(Extrait du document)
———
Acteur clé dans la lutte contre la soumission chimique, le centre d'addicto-vigilance de Paris, qui prodiguait des conseils au téléphone, a lancé le 15 octobre le Centre de référence sur les agressions facilitées par les substances (Crafs).
Il informe et oriente les victimes, leur entourage, les témoins et les professionnels de santé.
"La soumission chimique vous enlève vos souvenirs mais elle laisse des traces": une affiche pour faire connaître cette plateforme et son numéro national (01 40 05 42 70) est déployée depuis début décembre dans les pharmacies de France.
Depuis le procès Mazan, le centre, situé dans l'Hôpital Fernand-Widal à Paris, reçoit une vague de demandes de professionnels de santé.
Fatigue, absences, douleurs gynécologiques inexpliquées: Gisèle Pelicot a consulté pendant des années de multiples médecins et passé des examens, sans que soit soupçonné qu'elle était droguée par son mari qui la livrait à des dizaines d'hommes qui la violaient.
"Les médecins qui nous contactent se disent qu'eux aussi n'auraient peut-être rien vu. Quels signes doivent les alerter? Ils ont l'impression de n'être pas assez formés", explique la Dr Leila Chaouachi, fondatrice du Crafs.
Somnolence, nausées, vomissements, palpitations, désorientations, hallucinations, troubles de la vision, amnésie: les symptômes qui doivent alerter, en présence de signe d’agression, sont multiples, explique le Crafs.
La Dr Leila Chaouachi cite l'exemple d'un médecin ayant reçu une patiente qui, poussée à boire, a subi une agression sexuelle. Ce médecin demande la marche à suivre pour l'accompagner et l'orienter.
Un autre a fait état d'une patiente victime de violences conjugales avec suspicion de soumission chimique. Peut-il prescrire par ordonnance une analyse capillaire? Et quelles substances rechercher? Le Crafs explique qu'il faut plutôt encourager la victime à porter plainte pour qu'elle puisse bénéficier d'analyses toxicologiques gratuites.
Des établissements festifs (bars, discothèques...) réfléchissent à la mise en place de protocoles. Est-ce intéressant de mettre un couvercle sur les verres ?
Cinq femmes, pharmacologues, formées sur les violences sexuelles, répondent à leurs questions.
maltraitance chimique
"Les idées reçues empêchent la détection de la soumission chimique: on pense que cela concerne des jeunes filles droguées dans un club avec du GHB. Or nos données montrent que la victime est droguée souvent dans son entourage par une personne qui trahit sa confiance", explique la Dr Chaouachi.
———
(Jeu de données)
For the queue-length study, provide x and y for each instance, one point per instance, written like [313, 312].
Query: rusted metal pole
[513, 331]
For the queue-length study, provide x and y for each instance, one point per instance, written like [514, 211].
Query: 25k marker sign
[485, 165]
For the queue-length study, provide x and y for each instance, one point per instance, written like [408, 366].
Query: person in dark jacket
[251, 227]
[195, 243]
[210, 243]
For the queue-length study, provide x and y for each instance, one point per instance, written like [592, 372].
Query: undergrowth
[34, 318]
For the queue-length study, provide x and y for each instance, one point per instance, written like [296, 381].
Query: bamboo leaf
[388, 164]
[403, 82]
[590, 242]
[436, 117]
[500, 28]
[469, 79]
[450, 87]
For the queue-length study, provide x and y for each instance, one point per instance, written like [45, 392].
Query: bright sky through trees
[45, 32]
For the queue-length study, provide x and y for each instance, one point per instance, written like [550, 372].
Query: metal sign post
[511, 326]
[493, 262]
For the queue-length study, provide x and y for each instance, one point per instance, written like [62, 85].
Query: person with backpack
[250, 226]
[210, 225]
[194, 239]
———
(Tâche assignée)
Traduisez en anglais cette phrase de l'extrait sur la soumission chimique : « Depuis le procès Mazan, le centre, situé dans l'Hôpital Fernand-Widal à Paris, reçoit une vague de demandes de professionnels de santé. » Vous n'avez pas besoin des données pour ce travail.

(Votre réponse)
Since the Mazan trial, the center, located in the Fernand-Widal Hospital in Paris, has been receiving a wave of requests from health professionals.